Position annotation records
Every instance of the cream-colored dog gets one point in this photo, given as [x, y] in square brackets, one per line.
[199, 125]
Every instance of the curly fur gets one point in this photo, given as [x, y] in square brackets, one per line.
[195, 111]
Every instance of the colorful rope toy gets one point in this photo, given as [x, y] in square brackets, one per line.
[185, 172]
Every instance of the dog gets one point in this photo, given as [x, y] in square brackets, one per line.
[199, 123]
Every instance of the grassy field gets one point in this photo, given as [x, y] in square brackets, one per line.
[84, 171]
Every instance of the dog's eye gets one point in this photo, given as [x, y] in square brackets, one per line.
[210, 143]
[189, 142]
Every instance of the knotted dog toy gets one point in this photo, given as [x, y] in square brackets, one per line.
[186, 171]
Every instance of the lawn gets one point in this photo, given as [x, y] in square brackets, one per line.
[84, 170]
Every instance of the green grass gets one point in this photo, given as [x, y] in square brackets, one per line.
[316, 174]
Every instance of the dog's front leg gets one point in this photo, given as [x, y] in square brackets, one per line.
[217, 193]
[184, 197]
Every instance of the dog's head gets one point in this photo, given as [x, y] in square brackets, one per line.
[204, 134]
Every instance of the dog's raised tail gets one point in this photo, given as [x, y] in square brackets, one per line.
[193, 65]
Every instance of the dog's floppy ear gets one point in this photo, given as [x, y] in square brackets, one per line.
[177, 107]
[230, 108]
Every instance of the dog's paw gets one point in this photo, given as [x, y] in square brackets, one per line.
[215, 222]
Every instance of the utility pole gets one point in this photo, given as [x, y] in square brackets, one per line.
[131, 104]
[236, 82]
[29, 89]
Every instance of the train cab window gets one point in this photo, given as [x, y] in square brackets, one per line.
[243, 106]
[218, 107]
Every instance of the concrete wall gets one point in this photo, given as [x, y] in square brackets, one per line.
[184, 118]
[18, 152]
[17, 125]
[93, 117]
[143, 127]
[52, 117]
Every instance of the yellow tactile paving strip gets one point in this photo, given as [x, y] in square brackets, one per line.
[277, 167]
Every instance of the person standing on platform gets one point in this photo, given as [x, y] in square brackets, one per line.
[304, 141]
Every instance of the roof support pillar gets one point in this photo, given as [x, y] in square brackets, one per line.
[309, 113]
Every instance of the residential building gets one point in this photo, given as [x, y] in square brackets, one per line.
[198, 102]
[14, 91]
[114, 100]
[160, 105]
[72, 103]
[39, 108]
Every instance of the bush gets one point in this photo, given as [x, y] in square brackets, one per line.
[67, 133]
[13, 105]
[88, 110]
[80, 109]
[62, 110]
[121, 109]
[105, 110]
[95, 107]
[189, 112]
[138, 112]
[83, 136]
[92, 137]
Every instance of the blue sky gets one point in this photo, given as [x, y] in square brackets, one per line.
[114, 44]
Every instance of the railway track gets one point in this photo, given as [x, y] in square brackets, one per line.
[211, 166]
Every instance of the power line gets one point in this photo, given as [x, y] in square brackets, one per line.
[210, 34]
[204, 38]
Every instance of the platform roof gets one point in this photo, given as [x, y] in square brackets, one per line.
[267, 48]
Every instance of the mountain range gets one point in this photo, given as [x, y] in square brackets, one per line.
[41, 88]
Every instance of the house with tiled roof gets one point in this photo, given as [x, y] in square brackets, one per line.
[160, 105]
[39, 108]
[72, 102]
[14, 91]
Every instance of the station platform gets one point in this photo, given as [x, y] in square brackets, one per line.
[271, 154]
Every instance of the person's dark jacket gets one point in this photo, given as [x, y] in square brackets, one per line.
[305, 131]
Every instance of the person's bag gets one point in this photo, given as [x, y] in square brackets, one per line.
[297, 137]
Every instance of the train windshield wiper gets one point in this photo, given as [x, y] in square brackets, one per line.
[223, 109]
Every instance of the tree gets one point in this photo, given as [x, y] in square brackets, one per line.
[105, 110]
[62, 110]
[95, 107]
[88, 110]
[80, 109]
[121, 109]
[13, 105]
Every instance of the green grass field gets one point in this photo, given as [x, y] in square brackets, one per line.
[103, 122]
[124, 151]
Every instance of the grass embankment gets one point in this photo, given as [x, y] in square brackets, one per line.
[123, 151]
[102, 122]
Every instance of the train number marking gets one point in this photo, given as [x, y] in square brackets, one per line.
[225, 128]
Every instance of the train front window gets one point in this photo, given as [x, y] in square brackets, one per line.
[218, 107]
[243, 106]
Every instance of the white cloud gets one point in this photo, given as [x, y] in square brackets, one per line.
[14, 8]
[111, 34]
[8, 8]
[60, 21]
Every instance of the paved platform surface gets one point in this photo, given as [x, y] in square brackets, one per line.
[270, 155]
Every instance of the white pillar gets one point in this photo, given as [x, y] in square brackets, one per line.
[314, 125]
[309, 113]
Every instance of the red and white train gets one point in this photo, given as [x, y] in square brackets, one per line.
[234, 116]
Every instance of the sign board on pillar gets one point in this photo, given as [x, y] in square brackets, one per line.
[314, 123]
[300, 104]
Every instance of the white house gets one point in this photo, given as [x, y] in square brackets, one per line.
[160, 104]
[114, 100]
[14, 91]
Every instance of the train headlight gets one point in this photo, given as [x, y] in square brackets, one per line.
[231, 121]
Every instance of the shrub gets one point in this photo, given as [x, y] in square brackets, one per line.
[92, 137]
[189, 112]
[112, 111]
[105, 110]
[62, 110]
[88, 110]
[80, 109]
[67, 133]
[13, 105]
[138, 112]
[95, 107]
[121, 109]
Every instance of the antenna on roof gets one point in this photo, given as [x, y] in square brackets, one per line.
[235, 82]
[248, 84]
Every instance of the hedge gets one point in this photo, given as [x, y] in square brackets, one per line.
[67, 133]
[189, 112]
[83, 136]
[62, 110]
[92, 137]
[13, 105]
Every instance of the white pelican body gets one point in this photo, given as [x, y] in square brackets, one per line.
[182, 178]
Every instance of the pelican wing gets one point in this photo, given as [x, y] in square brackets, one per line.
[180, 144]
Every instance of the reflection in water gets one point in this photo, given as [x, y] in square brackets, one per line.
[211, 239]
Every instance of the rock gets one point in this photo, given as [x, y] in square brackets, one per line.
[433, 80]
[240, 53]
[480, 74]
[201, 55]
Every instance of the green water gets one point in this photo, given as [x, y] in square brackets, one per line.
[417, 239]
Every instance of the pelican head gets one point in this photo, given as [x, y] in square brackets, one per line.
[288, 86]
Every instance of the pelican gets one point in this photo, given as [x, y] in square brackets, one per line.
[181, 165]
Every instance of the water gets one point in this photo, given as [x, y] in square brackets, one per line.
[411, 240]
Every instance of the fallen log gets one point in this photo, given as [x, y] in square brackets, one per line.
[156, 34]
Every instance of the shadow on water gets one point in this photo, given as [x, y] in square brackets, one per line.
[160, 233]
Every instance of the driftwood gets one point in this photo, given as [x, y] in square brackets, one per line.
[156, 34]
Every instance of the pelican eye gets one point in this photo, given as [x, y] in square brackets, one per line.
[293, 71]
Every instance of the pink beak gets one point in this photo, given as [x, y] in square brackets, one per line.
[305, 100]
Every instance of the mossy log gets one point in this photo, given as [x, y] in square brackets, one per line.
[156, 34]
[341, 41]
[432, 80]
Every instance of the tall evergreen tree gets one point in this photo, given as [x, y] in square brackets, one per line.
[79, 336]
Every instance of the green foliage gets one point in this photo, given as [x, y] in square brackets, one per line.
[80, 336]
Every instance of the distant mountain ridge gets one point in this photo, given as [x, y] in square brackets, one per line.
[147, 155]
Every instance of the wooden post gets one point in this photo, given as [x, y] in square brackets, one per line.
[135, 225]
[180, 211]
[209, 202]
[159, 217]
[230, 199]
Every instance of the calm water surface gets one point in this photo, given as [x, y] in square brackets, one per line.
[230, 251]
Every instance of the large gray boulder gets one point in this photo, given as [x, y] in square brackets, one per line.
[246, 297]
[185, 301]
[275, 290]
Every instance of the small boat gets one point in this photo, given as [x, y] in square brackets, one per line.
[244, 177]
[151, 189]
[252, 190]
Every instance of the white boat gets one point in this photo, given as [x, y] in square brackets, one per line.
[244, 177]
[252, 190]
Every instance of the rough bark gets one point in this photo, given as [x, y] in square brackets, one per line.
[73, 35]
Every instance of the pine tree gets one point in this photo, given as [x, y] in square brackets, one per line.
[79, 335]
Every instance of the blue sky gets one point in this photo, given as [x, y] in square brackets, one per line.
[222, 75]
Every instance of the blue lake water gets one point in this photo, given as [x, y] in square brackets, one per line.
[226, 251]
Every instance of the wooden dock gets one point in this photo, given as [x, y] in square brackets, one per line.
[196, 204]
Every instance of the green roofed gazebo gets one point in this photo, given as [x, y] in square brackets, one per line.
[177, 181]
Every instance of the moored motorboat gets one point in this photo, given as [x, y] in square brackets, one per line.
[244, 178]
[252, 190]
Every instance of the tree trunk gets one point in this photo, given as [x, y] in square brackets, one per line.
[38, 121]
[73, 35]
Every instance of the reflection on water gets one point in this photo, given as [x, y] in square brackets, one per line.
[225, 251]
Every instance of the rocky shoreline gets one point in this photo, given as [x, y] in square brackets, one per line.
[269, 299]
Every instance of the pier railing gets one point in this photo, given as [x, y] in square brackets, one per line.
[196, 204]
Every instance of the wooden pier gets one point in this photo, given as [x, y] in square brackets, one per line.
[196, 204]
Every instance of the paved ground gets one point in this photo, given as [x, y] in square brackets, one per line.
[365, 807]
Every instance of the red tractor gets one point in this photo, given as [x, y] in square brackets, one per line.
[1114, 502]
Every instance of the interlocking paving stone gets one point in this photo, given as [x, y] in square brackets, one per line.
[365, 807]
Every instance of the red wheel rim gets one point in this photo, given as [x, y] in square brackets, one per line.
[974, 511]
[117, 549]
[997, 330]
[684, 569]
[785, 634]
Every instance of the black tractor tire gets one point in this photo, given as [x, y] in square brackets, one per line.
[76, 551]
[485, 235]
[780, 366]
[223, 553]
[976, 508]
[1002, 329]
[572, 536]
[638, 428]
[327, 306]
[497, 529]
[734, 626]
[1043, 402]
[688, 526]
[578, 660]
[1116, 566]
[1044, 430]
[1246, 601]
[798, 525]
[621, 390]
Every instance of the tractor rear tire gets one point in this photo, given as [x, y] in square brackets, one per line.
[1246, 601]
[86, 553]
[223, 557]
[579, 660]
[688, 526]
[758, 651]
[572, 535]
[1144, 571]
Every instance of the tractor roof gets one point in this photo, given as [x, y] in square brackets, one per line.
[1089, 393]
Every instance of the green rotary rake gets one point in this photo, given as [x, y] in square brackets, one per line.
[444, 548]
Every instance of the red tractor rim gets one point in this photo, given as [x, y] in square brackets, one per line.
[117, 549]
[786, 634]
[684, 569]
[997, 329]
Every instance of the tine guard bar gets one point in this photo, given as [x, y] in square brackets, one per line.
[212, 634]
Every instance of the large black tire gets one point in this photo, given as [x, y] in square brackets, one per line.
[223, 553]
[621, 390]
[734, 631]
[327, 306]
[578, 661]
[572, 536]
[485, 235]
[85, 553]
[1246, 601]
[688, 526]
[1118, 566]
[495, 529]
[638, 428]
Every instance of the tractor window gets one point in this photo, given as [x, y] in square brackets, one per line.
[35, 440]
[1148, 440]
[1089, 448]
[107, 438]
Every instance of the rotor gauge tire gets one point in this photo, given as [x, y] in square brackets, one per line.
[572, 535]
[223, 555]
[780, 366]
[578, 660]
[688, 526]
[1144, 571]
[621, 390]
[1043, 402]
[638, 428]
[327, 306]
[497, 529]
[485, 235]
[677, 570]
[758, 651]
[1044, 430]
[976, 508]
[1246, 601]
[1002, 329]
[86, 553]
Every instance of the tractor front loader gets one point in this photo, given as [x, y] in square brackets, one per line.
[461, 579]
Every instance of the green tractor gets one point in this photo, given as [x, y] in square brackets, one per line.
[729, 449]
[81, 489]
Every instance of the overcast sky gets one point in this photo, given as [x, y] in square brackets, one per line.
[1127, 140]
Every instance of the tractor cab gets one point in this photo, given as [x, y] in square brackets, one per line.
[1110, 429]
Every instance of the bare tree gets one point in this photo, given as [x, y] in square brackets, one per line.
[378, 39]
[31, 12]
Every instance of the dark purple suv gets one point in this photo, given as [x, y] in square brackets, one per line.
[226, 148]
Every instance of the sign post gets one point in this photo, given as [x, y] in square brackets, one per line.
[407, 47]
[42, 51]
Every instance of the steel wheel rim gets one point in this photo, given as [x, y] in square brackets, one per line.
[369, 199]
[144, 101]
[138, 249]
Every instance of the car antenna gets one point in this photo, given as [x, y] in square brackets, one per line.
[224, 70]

THE PROBLEM ▸ Extract the lines above from the one containing "Every instance of the dark" to the last line, both included, exactly as written.

ANSWER TO THE TASK ▸
Every instance of the dark purple suv gets one point in this photo, given as [x, y] in square brackets, one per line.
[226, 148]
Every instance of the sign post gets one point in this photo, given as [x, y] in square brackets, one per line.
[407, 47]
[42, 51]
Every instance of the steel wheel rim gets one point in this photo, given as [x, y] in square brackets, one per line.
[369, 199]
[144, 101]
[138, 249]
Every instance of the car antenna gets one point in this photo, given as [x, y] in square brackets, one per line.
[224, 70]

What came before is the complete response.